[BEGIN SUPPLIED DATA]
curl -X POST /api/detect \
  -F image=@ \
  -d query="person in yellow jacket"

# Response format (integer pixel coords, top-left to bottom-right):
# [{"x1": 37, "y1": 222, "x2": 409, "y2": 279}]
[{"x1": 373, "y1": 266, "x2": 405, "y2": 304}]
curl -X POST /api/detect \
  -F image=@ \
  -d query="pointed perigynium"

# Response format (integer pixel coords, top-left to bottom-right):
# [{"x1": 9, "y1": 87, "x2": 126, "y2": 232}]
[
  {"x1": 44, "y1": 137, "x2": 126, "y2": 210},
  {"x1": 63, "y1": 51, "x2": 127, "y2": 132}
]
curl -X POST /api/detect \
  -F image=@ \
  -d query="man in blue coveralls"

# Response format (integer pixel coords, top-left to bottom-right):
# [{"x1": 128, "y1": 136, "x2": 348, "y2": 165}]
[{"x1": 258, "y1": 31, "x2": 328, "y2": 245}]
[END SUPPLIED DATA]
[BEGIN SUPPLIED DATA]
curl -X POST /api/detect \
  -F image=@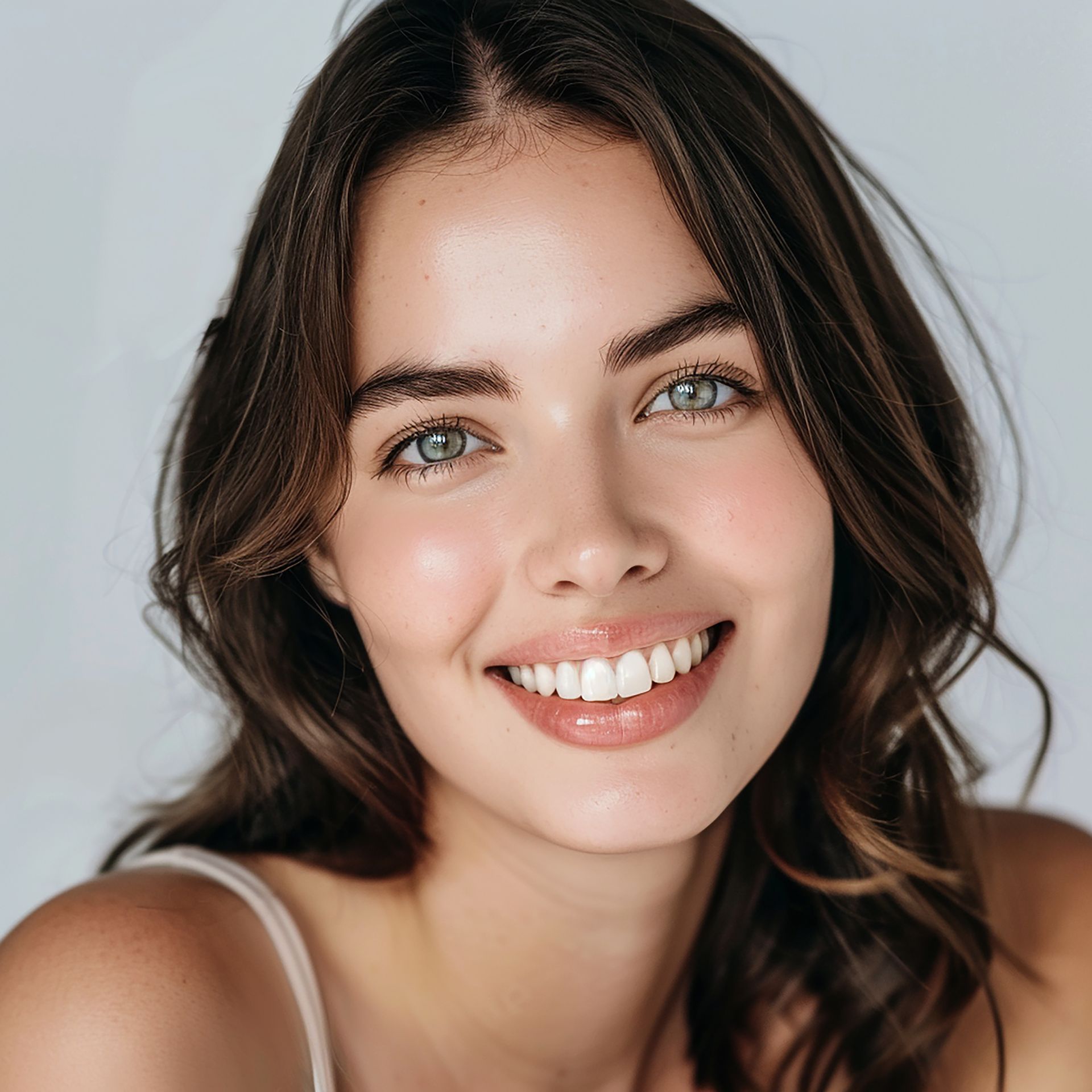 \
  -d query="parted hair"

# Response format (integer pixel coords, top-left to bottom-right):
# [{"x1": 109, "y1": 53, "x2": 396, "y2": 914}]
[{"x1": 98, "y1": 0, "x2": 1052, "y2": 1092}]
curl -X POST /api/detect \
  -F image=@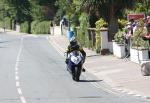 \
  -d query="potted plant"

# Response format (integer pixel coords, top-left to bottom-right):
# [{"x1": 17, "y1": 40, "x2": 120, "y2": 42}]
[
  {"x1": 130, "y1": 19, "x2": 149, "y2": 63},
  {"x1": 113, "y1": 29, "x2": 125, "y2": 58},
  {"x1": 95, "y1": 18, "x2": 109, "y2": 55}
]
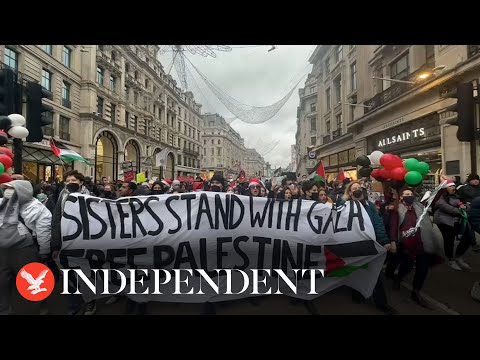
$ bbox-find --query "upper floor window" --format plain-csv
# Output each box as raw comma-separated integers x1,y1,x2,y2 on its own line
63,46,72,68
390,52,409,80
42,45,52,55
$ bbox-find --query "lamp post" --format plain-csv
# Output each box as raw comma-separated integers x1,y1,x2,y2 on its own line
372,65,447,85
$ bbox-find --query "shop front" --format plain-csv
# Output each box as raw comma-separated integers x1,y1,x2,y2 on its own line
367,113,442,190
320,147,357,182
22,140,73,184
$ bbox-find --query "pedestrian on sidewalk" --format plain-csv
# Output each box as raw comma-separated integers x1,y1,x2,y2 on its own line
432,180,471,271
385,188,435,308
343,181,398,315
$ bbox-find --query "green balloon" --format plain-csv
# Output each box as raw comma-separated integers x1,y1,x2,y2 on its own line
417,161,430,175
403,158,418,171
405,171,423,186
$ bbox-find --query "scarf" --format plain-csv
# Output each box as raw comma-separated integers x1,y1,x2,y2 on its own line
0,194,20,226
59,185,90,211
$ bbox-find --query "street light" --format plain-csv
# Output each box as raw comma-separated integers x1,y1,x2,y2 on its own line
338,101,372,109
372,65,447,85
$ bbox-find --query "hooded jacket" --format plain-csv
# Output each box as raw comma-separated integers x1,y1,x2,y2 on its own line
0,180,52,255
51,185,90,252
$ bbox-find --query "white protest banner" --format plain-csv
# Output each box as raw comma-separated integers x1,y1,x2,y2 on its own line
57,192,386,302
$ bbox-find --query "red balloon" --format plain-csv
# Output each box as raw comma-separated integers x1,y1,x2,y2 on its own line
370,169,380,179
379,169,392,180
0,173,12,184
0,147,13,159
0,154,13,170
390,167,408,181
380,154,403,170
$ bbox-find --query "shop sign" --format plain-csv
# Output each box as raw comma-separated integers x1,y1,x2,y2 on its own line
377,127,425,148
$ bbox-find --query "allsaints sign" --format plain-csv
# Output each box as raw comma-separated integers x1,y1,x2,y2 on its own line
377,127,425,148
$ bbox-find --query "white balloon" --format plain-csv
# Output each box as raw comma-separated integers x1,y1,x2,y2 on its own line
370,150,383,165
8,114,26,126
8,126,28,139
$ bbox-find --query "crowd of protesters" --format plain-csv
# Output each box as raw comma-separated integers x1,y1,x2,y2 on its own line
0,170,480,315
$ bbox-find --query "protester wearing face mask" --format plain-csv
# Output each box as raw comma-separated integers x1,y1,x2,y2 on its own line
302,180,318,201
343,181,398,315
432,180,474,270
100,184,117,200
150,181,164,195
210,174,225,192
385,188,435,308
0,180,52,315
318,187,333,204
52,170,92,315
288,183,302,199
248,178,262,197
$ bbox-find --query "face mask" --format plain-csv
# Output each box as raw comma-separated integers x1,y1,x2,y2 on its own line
[END SUPPLIED DATA]
[BEGIN SUPPLIED DATA]
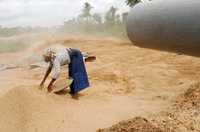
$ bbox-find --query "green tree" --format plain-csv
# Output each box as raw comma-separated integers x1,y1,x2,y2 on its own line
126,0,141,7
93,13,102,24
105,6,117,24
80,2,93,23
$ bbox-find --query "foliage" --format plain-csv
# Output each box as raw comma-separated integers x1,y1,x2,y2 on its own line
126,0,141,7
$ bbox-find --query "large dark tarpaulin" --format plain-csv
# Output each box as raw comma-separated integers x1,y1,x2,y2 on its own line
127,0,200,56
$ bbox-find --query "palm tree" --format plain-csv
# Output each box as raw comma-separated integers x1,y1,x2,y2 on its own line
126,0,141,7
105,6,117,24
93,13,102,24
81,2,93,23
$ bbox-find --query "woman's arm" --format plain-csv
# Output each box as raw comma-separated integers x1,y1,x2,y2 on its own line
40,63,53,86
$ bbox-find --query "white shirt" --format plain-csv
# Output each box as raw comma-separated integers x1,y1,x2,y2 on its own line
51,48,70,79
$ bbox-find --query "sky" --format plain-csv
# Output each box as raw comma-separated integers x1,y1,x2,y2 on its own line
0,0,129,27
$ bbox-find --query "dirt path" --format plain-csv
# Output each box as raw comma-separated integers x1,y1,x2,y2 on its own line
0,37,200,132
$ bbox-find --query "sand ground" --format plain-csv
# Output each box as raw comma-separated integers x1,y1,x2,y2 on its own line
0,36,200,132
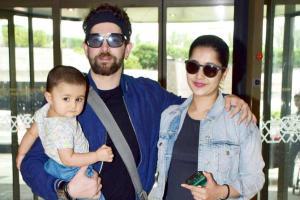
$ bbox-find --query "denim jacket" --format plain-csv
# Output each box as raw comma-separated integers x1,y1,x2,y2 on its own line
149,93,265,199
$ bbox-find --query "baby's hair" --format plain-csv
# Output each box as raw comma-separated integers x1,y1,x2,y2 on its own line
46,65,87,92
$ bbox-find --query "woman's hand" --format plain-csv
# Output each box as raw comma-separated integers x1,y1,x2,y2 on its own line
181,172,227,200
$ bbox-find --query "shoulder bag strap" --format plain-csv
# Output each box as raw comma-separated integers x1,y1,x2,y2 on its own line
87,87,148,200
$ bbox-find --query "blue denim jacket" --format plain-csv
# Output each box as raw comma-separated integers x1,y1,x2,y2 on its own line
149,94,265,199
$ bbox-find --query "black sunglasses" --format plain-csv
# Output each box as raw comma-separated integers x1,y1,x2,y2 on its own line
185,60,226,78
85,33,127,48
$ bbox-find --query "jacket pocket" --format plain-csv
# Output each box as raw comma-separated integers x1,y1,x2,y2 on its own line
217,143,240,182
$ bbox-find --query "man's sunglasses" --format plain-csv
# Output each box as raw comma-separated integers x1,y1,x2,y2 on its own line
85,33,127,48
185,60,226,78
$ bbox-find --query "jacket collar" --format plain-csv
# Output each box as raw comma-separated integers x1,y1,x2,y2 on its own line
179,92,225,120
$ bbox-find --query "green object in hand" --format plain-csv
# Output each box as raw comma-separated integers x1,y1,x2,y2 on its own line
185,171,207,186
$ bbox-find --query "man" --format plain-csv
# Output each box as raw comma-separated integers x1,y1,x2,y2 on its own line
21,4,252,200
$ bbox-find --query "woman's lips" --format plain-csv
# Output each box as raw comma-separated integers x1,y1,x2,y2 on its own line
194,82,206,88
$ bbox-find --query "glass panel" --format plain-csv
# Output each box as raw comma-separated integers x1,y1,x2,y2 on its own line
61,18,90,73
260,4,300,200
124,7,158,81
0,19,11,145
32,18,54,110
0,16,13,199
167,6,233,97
[END SUPPLIED DATA]
## WHAT THIS TASK INVOLVES
Please state how many lines in the entries above contain the word "denim", giving only the number.

## WRITTEN REPLY
2